● KUTIPAN YANG DIBERIKAN:
Langsung ke konten utama

Analisis Kritis Revisi UU TNI: Dampak terhadap Dual Fungsi TNI dan Hubungan Sipil-Militer

 

Sumber gambar: AI

Penolakan terhadap Rancangan Undang-Undang Tentara Nasional Indonesia (RUU TNI) telah menimbulkan perdebatan multidimensi di tingkat akademis, politik, dan masyarakat sipil. Kajian ini bertujuan untuk menganalisis akar permasalahan penolakan tersebut, implikasi konstitusional, serta dampaknya terhadap reformasi sektor keamanan di Indonesia. Dengan pendekatan kualitatif dan analisis dokumen, penelitian ini menyimpulkan bahwa penolakan RUU TNI didasarkan pada kekhawatiran terhadap potensi pelanggaran prinsip demokrasi, hak asasi manusia, dan netralitas TNI dalam kehidupan bernegara. Rekomendasi kebijakan diajukan untuk memastikan bahwa revisi RUU TNI dapat memenuhi aspirasi publik dan prinsip good governance.

● ENTRI YANG DITAMPILKAN:
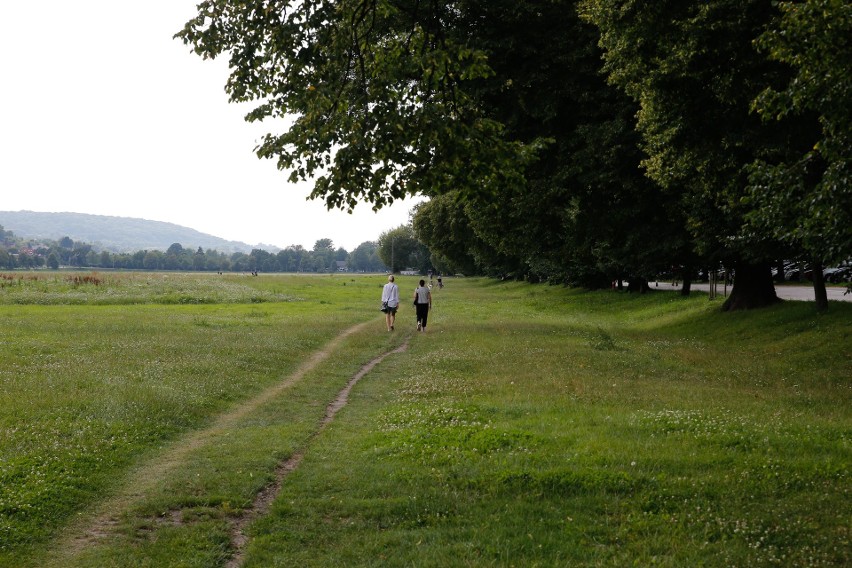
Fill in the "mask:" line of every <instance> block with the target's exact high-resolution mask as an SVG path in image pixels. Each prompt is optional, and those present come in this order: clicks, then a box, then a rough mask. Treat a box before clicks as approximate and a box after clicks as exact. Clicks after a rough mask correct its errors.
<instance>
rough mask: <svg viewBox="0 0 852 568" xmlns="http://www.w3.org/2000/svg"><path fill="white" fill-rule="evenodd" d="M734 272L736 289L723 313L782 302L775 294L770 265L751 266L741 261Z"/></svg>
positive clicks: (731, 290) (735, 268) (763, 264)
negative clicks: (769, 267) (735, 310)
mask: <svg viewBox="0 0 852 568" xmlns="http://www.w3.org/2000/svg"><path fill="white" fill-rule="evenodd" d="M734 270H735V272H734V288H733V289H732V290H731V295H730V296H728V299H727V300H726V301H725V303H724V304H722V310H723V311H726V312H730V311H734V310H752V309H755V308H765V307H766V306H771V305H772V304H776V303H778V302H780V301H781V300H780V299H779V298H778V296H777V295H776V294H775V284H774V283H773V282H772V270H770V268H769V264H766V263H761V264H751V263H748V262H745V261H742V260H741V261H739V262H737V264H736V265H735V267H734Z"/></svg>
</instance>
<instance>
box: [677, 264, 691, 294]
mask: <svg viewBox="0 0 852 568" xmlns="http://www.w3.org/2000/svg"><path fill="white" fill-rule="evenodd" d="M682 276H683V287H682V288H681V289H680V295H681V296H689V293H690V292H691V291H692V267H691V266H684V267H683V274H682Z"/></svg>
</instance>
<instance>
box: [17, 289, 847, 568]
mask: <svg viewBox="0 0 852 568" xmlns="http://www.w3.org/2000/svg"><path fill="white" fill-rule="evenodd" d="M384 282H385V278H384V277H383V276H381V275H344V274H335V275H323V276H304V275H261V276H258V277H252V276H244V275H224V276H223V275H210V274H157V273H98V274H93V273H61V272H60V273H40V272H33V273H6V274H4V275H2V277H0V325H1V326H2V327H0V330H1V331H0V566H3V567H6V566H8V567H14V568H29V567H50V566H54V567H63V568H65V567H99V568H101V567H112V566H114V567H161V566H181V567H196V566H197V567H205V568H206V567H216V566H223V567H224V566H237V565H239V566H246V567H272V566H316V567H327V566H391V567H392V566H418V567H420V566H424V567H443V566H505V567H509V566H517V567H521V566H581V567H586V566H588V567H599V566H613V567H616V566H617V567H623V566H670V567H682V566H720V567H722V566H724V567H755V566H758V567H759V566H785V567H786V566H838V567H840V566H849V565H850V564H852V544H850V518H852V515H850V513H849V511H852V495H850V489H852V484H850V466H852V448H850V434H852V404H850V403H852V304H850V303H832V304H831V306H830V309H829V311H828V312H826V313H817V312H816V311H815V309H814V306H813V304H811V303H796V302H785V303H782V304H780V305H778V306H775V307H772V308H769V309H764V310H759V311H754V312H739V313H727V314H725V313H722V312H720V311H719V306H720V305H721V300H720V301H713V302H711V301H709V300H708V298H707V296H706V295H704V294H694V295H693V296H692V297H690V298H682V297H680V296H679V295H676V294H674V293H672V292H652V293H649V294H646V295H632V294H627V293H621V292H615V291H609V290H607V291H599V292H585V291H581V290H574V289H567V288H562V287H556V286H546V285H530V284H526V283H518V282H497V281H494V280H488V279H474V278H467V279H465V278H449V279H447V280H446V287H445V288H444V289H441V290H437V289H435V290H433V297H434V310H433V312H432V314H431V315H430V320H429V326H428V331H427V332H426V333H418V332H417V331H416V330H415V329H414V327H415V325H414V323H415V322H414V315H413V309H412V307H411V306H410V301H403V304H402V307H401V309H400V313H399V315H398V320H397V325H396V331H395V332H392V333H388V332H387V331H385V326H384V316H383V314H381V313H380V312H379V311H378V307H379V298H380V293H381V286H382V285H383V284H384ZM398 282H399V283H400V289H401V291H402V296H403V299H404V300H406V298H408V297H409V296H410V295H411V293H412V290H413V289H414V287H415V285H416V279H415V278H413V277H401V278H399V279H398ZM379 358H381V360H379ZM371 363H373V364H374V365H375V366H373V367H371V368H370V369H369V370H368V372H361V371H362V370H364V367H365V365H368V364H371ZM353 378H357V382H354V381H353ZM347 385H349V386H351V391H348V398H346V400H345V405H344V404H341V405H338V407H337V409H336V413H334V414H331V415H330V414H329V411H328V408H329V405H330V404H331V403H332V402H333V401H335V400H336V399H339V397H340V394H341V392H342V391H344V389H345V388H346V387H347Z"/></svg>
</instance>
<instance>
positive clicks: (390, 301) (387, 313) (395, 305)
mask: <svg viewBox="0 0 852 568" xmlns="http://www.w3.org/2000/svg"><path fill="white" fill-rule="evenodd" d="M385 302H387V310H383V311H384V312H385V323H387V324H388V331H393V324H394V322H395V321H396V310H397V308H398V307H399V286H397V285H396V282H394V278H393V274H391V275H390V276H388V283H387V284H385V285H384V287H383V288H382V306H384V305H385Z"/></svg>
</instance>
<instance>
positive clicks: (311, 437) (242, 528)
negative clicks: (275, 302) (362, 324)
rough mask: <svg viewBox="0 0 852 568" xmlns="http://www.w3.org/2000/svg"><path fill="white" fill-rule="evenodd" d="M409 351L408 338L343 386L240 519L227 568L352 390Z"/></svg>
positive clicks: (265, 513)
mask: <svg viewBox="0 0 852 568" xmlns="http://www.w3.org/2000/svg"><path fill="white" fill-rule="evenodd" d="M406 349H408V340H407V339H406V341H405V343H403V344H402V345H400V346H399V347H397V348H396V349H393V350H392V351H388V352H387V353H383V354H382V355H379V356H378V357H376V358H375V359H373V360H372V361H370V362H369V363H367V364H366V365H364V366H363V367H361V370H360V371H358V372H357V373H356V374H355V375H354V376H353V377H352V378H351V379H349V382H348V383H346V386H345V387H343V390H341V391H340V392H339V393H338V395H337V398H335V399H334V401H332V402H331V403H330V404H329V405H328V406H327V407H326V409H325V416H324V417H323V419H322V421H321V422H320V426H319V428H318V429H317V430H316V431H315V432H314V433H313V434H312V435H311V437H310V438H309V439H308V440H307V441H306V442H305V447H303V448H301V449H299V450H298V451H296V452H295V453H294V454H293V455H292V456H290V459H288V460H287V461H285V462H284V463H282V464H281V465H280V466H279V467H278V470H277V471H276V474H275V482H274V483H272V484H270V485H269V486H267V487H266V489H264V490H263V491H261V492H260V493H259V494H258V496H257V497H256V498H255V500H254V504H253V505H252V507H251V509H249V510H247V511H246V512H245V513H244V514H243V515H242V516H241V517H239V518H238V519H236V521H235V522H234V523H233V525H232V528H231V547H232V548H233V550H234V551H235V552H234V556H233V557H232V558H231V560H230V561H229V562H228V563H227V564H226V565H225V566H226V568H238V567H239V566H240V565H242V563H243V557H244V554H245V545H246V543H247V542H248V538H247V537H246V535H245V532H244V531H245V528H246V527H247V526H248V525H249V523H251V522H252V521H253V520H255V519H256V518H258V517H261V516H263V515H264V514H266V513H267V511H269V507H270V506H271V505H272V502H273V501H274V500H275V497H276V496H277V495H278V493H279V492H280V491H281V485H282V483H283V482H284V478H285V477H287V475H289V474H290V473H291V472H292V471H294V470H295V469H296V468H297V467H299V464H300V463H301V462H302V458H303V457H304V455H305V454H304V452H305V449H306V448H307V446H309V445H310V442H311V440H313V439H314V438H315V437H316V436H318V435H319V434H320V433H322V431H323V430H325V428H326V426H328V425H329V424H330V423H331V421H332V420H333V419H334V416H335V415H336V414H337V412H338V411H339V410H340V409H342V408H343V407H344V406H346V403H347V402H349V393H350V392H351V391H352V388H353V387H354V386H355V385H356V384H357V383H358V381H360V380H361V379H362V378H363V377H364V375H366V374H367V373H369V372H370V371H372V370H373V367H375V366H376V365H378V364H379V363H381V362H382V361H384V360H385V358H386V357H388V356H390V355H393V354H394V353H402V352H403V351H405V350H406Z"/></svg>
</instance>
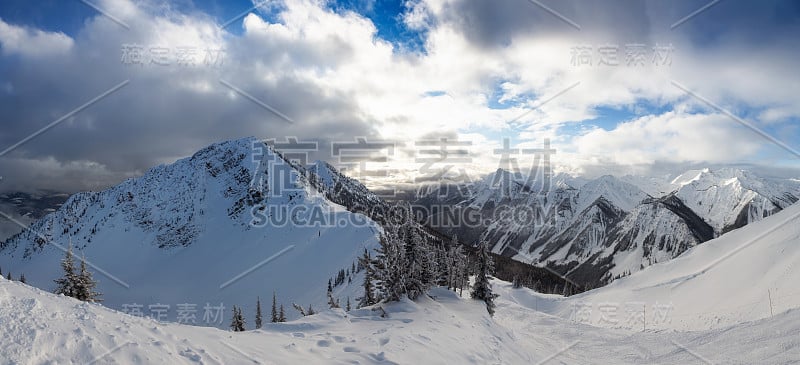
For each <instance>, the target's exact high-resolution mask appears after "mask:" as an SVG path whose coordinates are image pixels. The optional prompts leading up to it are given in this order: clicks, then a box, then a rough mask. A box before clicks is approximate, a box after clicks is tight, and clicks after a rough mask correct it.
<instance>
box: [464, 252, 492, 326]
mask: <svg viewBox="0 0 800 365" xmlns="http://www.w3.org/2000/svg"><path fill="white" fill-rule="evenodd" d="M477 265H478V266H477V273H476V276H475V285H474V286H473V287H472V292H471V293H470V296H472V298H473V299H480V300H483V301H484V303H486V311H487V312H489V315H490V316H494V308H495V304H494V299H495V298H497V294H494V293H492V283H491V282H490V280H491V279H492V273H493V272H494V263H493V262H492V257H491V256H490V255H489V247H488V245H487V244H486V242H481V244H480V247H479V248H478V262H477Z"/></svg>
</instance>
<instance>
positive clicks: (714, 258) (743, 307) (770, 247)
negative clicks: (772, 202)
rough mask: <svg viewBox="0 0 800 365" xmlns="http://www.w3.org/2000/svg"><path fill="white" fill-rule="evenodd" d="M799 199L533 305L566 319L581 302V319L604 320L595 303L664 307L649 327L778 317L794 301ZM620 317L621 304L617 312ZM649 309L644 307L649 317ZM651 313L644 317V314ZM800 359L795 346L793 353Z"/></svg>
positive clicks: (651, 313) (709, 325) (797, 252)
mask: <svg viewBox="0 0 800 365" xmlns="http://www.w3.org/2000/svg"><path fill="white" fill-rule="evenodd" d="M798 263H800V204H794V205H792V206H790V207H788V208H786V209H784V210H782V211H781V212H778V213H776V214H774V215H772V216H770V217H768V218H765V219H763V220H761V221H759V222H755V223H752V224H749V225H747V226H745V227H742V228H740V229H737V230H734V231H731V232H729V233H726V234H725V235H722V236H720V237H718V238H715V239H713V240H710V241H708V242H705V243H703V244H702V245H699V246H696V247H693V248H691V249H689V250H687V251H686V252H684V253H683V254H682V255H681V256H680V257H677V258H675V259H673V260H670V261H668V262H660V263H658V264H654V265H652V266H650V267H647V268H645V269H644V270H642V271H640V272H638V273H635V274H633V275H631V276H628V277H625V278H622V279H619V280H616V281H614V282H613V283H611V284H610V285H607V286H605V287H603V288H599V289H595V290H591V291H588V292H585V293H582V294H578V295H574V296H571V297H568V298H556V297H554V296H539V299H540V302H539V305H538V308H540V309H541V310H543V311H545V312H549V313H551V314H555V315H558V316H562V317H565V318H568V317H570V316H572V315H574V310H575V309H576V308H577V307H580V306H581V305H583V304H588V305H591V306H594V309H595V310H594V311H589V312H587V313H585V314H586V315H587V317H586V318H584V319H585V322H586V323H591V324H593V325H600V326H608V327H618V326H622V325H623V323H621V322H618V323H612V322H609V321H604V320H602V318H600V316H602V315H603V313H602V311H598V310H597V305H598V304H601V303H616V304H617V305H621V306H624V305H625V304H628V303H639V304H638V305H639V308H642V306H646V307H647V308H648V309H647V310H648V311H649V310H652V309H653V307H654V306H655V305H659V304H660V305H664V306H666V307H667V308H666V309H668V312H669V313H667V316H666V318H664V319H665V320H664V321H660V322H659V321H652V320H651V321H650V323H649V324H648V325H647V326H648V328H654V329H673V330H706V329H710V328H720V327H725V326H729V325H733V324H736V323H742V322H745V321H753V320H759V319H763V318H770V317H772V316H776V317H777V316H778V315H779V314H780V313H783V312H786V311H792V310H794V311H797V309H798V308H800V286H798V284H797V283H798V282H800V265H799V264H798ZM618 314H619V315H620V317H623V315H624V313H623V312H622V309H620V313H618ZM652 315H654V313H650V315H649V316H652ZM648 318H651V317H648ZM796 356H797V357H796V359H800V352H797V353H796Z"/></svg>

...

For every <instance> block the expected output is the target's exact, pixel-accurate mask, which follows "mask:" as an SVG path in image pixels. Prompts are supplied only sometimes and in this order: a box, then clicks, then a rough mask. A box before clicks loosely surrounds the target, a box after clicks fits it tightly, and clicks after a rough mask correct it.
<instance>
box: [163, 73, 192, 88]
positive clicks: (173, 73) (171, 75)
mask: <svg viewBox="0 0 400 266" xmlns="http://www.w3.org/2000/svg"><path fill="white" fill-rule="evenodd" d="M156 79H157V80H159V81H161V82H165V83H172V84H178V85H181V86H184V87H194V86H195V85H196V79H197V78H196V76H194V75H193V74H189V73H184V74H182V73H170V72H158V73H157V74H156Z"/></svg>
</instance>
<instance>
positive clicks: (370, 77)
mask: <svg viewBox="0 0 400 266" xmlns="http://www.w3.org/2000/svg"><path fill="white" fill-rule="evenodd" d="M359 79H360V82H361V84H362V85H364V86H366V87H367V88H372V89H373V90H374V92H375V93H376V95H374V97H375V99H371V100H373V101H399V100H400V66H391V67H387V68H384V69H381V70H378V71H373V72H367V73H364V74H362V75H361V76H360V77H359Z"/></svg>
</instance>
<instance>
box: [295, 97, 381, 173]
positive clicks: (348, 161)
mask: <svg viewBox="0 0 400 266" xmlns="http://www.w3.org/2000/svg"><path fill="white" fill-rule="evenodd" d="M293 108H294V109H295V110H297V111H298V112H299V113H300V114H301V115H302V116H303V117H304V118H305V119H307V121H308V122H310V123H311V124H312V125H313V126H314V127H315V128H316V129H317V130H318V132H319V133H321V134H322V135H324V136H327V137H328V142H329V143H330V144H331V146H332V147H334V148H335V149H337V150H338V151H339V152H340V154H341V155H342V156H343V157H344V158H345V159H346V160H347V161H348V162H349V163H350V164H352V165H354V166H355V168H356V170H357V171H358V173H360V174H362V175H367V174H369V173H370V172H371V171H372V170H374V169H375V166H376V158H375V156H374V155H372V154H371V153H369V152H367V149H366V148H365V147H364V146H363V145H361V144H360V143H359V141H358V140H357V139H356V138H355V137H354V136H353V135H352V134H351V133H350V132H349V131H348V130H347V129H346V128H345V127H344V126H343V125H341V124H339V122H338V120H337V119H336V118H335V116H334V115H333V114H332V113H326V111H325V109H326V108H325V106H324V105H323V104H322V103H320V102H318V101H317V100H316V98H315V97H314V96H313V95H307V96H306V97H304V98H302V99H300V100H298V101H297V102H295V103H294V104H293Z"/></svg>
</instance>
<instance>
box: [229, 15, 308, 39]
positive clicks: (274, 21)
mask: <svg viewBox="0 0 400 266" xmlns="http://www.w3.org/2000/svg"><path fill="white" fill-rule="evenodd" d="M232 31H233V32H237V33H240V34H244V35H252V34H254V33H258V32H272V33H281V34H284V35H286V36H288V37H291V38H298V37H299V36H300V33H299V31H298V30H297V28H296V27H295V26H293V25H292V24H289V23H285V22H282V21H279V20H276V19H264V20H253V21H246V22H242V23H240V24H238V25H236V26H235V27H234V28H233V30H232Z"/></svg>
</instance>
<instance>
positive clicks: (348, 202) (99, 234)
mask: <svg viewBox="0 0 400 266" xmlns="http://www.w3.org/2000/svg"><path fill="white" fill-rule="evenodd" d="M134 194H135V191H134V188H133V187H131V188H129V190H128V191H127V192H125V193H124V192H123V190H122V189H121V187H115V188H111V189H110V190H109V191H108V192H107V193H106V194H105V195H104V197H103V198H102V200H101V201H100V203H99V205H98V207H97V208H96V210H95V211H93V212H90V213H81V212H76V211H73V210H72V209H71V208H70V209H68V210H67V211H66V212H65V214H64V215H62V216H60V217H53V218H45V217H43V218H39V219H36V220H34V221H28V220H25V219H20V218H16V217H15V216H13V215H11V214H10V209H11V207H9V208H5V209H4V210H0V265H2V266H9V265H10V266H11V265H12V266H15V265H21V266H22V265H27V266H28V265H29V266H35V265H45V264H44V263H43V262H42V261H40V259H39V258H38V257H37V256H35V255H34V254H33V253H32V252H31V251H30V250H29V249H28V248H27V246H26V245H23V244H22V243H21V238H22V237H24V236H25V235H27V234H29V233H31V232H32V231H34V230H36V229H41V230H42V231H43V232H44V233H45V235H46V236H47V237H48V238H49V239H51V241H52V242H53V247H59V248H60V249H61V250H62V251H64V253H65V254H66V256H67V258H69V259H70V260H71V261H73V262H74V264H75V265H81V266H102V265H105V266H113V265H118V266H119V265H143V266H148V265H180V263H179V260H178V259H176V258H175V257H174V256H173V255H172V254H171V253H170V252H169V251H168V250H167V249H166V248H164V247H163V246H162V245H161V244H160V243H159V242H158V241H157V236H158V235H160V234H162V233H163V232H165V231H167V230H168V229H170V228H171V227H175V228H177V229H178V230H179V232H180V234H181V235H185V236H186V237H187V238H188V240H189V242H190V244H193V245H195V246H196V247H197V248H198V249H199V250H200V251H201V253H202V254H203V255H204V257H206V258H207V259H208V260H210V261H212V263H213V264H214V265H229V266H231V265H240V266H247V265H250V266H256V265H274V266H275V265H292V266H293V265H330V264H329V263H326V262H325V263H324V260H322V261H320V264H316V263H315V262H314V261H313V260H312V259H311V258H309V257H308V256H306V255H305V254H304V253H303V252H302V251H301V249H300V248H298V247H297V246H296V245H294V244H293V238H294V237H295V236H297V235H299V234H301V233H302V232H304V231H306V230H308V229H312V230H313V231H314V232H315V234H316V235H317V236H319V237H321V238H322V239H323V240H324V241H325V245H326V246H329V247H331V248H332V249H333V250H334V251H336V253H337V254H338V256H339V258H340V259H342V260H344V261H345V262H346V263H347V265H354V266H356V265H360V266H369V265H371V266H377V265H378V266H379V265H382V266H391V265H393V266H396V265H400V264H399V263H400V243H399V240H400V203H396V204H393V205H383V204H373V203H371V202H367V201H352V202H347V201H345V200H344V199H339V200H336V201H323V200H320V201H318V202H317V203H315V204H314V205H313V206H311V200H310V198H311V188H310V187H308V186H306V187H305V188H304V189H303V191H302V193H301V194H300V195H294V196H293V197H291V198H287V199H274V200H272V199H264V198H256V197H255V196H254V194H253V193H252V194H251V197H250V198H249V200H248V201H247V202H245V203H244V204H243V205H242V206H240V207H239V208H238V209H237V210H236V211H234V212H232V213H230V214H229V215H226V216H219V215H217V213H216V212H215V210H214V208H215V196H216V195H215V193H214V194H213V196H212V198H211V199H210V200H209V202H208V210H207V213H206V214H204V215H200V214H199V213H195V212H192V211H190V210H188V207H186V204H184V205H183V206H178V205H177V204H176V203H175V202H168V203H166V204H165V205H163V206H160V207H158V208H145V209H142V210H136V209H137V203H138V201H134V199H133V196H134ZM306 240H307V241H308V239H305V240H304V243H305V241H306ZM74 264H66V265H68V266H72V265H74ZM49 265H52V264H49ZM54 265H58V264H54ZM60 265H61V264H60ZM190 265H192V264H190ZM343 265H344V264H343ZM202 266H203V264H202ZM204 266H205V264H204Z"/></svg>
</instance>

● TUGAS WAJIB:
Bagaimana bunyi bagian teks tentang revisi UU TNI, mulai dari "Analisis Kritis Revisi" dan terus sampai "prinsip good governance.", jika "good governance" diubah menjadi "tata kelola pemerintahan yang baik"?

● JAWABAN ANDA:
Analisis Kritis Revisi UU TNI: Dampak terhadap Dual Fungsi TNI dan Hubungan Sipil-Militer

 

Sumber gambar: AI

Penolakan terhadap Rancangan Undang-Undang Tentara Nasional Indonesia (RUU TNI) telah menimbulkan perdebatan multidimensi di tingkat akademis, politik, dan masyarakat sipil. Kajian ini bertujuan untuk menganalisis akar permasalahan penolakan tersebut, implikasi konstitusional, serta dampaknya terhadap reformasi sektor keamanan di Indonesia. Dengan pendekatan kualitatif dan analisis dokumen, penelitian ini menyimpulkan bahwa penolakan RUU TNI didasarkan pada kekhawatiran terhadap potensi pelanggaran prinsip demokrasi, hak asasi manusia, dan netralitas TNI dalam kehidupan bernegara. Rekomendasi kebijakan diajukan untuk memastikan bahwa revisi RUU TNI dapat memenuhi aspirasi publik dan prinsip tata kelola pemerintahan yang baik.